TEKS SUMBER:

Tampilkan postingan dengan label Arie Yanwar. Tampilkan semua postingan
Tampilkan postingan dengan label Arie Yanwar. Tampilkan semua postingan

Begal Jakarta vs Begal Sumatera Utara

Sebagai seorang anggota roker (rombongan kereta) adalah hal lumrah jika pagi hari saya selalu turun di stasiun gondangdia  untuk kemudian lanjut naik kopaja P20 sampai kantor. Suatu hari datanglah saat apes saya, dimana di P20 tersebut saya dapat tempat duduk dan menaruh tas di depan. Entah kenapa (mungkin karena sudah merasa aman), kewaspadaan saya berkurang sehingga ada orang yang berdirinya mepet-mepet ke saya pun saya tidak curiga. Malah saya bingung karena orang yang duduk di sebelah kiri saya koq resek banged, kaki nya selalu menyentak kaki saya.

Saya berpikir “dasar bapak-bapak pagi-pagi uda mau ngajak ribut aja” beruntung saya ngejar absen jadi biarkan saja lah, sebentar lagi juga sampai tujuan. Begitu lewat lapangan banteng, banyak penumpang yang turun termasuk laki-laki yang berdirinya mepet-mepet saya.

Kemudian bapak yang disebelah kiri saya celoteh “copet tuh”.

Saya sempat terhenyak, tapi dasar insting absen, saya mengabaikan saja. Begitu saya turun dan on the way ke mesin absen, baru deh saya rogoh isi tas ternyata dompet dan HP raib….WTF gw kecopetan nih DGLMND(maki-maki sambil grusa-grusu).

Terus terang isi dompet saya cuma ada Rp20 ribu dan HP yang hilang pun merk nokia yang bukan qwerty, gak bisa internet dan berbalut seloptip di keypadnya.

Bahkan saking buluknya HP tersebut  teman saya pun berkata “copet juga gak napsu ama henpon lo mas”.

Entri data tersimpan:
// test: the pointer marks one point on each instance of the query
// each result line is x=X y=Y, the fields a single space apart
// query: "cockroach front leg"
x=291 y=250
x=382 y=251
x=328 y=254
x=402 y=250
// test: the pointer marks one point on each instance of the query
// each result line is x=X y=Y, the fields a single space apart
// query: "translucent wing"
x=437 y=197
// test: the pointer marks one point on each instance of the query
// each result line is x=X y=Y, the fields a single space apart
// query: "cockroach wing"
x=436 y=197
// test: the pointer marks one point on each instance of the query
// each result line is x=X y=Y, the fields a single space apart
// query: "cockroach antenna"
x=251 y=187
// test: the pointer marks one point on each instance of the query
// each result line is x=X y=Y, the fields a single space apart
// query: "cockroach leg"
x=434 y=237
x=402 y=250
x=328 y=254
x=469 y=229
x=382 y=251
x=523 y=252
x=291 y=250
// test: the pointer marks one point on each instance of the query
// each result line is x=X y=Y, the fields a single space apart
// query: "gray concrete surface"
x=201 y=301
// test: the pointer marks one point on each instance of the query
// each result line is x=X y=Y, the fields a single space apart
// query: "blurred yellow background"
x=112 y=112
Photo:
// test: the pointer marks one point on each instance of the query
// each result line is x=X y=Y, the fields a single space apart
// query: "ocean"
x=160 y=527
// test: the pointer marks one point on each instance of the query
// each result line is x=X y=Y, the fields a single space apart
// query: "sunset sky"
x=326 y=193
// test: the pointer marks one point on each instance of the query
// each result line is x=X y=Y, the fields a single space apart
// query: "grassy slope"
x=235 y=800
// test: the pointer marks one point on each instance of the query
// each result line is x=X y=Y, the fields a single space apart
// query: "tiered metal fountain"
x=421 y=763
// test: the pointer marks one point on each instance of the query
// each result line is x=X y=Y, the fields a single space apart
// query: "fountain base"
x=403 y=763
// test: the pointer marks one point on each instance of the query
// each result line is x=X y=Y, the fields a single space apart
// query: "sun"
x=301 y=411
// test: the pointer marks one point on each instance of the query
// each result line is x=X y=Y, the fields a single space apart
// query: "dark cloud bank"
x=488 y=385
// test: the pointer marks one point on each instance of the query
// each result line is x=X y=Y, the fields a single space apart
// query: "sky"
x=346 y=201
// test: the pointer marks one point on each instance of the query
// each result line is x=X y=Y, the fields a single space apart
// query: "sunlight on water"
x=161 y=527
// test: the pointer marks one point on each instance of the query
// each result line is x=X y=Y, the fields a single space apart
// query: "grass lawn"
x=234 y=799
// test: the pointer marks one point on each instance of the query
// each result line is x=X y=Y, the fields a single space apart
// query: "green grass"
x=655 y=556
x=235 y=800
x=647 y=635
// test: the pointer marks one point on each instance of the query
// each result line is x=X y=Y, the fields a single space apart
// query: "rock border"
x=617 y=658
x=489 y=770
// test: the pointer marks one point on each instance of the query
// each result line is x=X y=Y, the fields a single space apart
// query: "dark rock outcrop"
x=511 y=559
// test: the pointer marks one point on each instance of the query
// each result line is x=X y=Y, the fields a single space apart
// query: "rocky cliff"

YANG HARUS DIKERJAKAN:
Tolong sebutkan berapa uang yang ada di dalam dompet yang hilang menurut teks sumber di atas.

JAWABAN TERTULIS:
Dompet itu hanya berisi Rp20 ribu.